Challenge: How many lines below contain the word "every"? Reply with the number alone.

Material provided:
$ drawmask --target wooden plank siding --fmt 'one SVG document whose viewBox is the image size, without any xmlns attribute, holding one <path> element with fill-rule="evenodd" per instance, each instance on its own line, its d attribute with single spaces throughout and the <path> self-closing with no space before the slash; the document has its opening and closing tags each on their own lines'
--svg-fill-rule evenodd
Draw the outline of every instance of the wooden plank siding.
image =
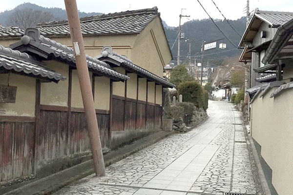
...
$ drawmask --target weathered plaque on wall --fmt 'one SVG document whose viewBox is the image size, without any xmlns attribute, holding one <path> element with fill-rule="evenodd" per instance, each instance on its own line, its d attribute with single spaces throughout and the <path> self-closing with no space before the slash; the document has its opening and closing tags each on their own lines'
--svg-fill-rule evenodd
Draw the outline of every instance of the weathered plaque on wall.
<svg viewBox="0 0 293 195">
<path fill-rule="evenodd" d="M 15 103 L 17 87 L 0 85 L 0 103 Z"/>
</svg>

Final answer: 2